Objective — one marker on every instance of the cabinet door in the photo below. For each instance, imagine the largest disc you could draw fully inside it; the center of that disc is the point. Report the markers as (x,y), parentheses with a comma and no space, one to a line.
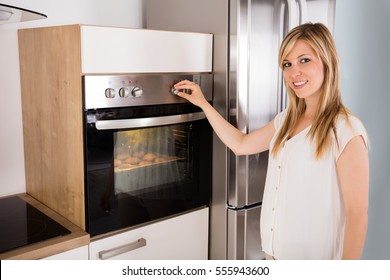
(121,50)
(80,253)
(180,238)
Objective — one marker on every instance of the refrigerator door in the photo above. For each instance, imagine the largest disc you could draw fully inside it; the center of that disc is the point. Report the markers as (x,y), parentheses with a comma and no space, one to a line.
(256,30)
(243,236)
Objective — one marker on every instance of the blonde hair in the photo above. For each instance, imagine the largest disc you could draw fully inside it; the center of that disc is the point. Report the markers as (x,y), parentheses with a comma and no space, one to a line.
(330,105)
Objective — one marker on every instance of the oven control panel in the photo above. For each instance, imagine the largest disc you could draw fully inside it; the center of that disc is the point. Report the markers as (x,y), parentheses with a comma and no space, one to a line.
(138,90)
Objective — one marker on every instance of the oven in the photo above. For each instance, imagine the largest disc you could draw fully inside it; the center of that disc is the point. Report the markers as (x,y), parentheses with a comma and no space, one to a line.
(148,152)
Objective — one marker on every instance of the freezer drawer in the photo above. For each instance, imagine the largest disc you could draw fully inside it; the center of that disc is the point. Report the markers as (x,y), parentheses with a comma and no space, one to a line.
(244,241)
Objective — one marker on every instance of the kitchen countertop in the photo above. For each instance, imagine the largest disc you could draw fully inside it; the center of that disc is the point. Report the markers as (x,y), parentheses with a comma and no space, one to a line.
(77,237)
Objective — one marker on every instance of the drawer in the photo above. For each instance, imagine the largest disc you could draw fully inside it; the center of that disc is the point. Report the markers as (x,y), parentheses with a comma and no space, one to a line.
(184,237)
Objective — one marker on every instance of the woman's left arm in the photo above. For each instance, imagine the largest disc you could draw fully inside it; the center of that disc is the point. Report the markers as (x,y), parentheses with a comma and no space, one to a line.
(353,171)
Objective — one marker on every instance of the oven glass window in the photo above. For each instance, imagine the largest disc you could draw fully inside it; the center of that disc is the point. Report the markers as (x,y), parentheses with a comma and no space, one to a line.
(140,175)
(148,162)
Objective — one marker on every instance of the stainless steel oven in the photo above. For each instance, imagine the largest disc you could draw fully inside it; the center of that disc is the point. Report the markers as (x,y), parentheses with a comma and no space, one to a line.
(147,151)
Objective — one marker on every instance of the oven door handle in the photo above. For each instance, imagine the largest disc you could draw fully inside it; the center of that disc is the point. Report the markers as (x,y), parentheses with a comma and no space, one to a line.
(148,122)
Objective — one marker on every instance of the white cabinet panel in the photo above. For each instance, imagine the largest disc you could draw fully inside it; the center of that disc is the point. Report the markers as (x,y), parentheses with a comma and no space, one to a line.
(121,50)
(184,237)
(80,253)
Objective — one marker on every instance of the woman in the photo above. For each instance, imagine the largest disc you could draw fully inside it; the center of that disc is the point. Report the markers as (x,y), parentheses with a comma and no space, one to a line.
(316,195)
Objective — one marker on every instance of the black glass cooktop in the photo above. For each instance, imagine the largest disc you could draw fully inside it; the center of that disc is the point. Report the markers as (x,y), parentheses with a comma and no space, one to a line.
(21,224)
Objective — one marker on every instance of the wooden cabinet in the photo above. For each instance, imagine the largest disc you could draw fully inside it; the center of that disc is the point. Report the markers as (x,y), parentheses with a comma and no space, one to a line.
(184,237)
(80,253)
(52,63)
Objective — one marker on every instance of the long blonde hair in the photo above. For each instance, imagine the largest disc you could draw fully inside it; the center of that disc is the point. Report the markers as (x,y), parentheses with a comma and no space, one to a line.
(330,105)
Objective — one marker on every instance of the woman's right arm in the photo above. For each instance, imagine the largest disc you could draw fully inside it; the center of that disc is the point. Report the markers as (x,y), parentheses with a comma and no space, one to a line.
(240,143)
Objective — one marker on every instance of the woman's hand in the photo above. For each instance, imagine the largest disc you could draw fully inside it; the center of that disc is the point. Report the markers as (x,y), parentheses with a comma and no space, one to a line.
(196,97)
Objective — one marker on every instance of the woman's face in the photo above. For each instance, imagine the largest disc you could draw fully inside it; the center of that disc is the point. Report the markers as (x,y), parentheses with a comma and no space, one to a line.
(303,71)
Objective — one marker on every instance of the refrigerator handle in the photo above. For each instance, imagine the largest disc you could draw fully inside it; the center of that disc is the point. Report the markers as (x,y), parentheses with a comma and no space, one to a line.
(292,14)
(302,11)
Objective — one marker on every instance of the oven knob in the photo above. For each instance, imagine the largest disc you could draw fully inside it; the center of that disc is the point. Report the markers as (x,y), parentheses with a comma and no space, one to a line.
(174,91)
(110,93)
(124,92)
(137,92)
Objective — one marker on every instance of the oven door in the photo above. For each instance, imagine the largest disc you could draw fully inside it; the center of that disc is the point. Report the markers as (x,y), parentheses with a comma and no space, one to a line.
(140,169)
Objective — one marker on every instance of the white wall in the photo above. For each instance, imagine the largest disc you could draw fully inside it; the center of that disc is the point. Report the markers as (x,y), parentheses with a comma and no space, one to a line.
(124,13)
(362,33)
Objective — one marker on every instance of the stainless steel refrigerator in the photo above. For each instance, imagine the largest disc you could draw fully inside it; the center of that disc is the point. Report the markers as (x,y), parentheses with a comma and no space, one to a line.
(248,91)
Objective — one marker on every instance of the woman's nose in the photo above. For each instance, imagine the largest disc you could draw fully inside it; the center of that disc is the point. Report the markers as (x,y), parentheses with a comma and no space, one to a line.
(295,71)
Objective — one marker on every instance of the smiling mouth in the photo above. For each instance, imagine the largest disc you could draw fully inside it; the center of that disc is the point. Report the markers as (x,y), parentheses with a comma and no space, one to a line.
(301,83)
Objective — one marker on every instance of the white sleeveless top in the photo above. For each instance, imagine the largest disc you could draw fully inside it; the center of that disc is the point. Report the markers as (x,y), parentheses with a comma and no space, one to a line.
(302,215)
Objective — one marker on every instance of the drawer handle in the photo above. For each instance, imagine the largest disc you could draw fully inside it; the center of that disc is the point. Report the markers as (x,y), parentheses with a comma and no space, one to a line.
(106,254)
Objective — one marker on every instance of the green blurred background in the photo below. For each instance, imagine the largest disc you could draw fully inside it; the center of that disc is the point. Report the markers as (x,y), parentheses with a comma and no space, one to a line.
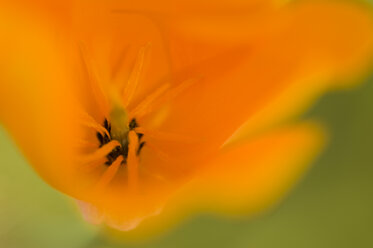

- - -

Rewrite the listing above with every "disc" changed to "circle" and nothing else altered. Leave the pictures out.

Objective — one marker on every instance of the cabinet door in the photo below. For each instance, imagine the largest circle you could draw fully inside it; the center of that circle is the point. Report the markers as (x,y), parentheses with a comma and no space, one to a line.
(121,50)
(80,253)
(180,238)
Objective — one marker on every instance of the refrigerator door in the photo above. For each instance, imagine the largest circle you could draw fully inside it; the center of that circle is the point. Report the markers as (x,y), parentheses with a comma and no space, one to a line.
(256,30)
(243,236)
Objective — one marker on every instance of the blonde hair in the photo above. For each instance, imagine the largest circle you could draw fully inside it; the center of that circle is the point. Report the markers as (x,y), parentheses with a comma and no space, one to a line.
(330,105)
Objective — one marker on every instance of the oven control panel in the photo above. For each instance, imagine the largest circle you could draw fully inside it; the center of that circle is the point. Report the markers as (x,y), parentheses with a comma and no space, one to a line.
(138,90)
Objective — one marker on every instance of the oven in the photo above. For each instance, imagine the largest circle you could draw fully inside it; the center of that circle is the point. Report the markers as (x,y), parentheses with a comma and no space, one to a line.
(148,152)
Objective — one marker on every instance of the freezer drawer in the photo above. For each instance, imagine the largest circle you could draw fully inside it; the center of that circle is the point. Report the markers as (x,y), parentheses with a comma and no space, one to a line.
(244,241)
Objective — one marker on every instance of the kitchen countertop in the photo above. For each instance, imagine the largest circle you could draw fully inside it; the center of that circle is the point. Report the markers as (x,y), parentheses with a comma and no space, one to a line.
(77,237)
Objective — one marker on every instance of the drawer in the photo above. For each instance, imagine the largest circle you could draw fully inside it; the center of that circle is the point. Report the markers as (x,y), parentheses with a comma and no space, one to a line.
(184,237)
Objective — one marker on every instance of the woman's left arm in the photo above. For each instance, imagine the largest circle you could draw fully inside it; the center of that circle is the point. Report the markers as (x,y), parentheses with a comma and no space, one to a line.
(353,171)
Objective — one marker on every instance of the oven glass window in the photo above. For each instance, imagine the largest circle you could draw fully inside it; the center of that circle is the point. Report the markers as (x,y), parentheses with a comma and no space, one to a line.
(140,175)
(148,162)
Objective — one marker on every instance of the stainless steel oven in the photo above. For each instance, imagine the largest circle you could draw fully inside it; the center of that circle is the point. Report the markers as (x,y), parentheses with a comma and no space, one to a line.
(147,151)
Objective — one marker on every instance of the oven door handle in the photo above. For each instance, imagine the largest circle you could draw fully inside it; the center of that circle is the point. Report the markers as (x,y), parentheses with a comma and no space, one to a line.
(148,122)
Objective — one marker on every instance of the white cabinet panel in the photo above. For each instance, imagine the largest circle you could draw fully inside it; the center of that circle is the point. Report the markers as (x,y), parentheses with a comma and no space, one to a line.
(121,50)
(184,237)
(80,253)
Objective — one marker on every instance of the woman in the photo above. For each instance, imagine the largest circle you could draw fully inside it; the center of that circle is the point. Report the markers as (x,y), parentheses with a comma and no space, one to a line.
(316,195)
Objective — one marker on every instance of the black glass cooktop in the photo above. For each instance, imagine the largest circle you could draw fully inside it; the center of that circle is the point. Report the markers as (x,y), parentheses with a comma and no space, one to a line.
(21,224)
Objective — one marker on every instance of the wooden cabinet in the photo above. For each instance, imagine the largest circle you could draw fully inside it; the center of that circle is the point. Report the markers as (x,y), parentheses with a comma and no space, one to a line.
(184,237)
(80,253)
(52,63)
Objective — one marker on every instance of the long blonde hair in the photo above. For each instance, imagine the largest circle you could draw fully inside it; the center of that circle is the point. Report the markers as (x,y), parentheses with a comma and no space, one to a line.
(330,105)
Objective — one marker on every instance of the woman's right arm in the photo above. For each instance, imagine the largest circle you could draw fully inside it; the center of that circle is the point. Report the markers as (x,y), parentheses with a comma and no space, one to a line.
(240,143)
Objective — one marker on every instance of the woman's hand in the photo above. For each instance, imagine the largest circle you could draw fully inside it; the center of that circle is the point. Report the markers as (x,y), parentheses with a comma and no space, one to a line.
(196,97)
Objective — one marker on every instance of the woman's face in the photo above. For each instance, imagine the largest circle you could draw fully inside it; the center of that circle is the point. Report the markers as (x,y), parentheses with a comma and no space, one to a line.
(303,71)
Objective — one marker on every instance of the refrigerator handle in the photo above. For each instance, imagine the largest circle you could draw fully inside it; the center of that circle is the point. Report the markers as (x,y), parentheses with a comma and no space, one to a line.
(292,14)
(302,11)
Objective — one marker on every instance of the oven knob in the photo above. For each instance, imagine the largest circle you could draw fully inside it; the center of that circle is the point. Report the markers as (x,y), parentheses with a comma and no space, one to a line.
(174,91)
(110,93)
(124,92)
(137,92)
Objective — one marker on every instance of the oven door in the photo above. For each instance, imagine the largest circle you could draw fully inside it; the center of that circle is the point. Report the markers as (x,y), parentheses with a comma and no space, one to a line.
(140,169)
Objective — one marker on every instance of the white wall in the photo above. For each instance, imagine the largest circle you could draw fully inside it; the center of that circle is the point. Report the markers as (x,y), parentheses with a comma and no space, one to a line.
(124,13)
(362,33)
Objective — one marker on every instance of the stainless steel refrigerator in the photo above. For each instance, imagine the largest circle you could draw fully inside it; the center of that circle is the point. Report the markers as (x,y), parentheses with a comma and no space, one to a line.
(248,91)
Objective — one marker on every instance of the woman's nose in the photo above. For each instance, imagine the largest circle you could draw fully inside it; the center of that circle is the point. Report the markers as (x,y), parentheses with a comma and no space, one to a line.
(295,71)
Objective — one marker on every instance of the smiling mouth in the photo above. For each instance, imagine the largest circle you could draw fully inside it; the center of that circle is the point. Report the markers as (x,y), parentheses with a comma and no space, one to a line.
(301,83)
Objective — one marker on every instance of the white sleeveless top in the photo above. For each instance, imagine the largest circle you could draw fully inside it; the center of that circle is the point. Report the markers as (x,y), parentheses with a comma and no space, one to a line.
(302,215)
Objective — one marker on every instance of the drawer handle in the photo above. For each instance, imagine the largest circle you could draw fully inside it; the center of that circle is the point. Report the markers as (x,y), parentheses with a comma and no space, one to a line.
(106,254)
Objective — one marker on every instance of the green blurred background in the photo below. For each instance, imagine the largest circle you could draw fully inside it; the center of that circle is the point. Report the markers as (x,y), parentheses with a comma and no space, one to a line.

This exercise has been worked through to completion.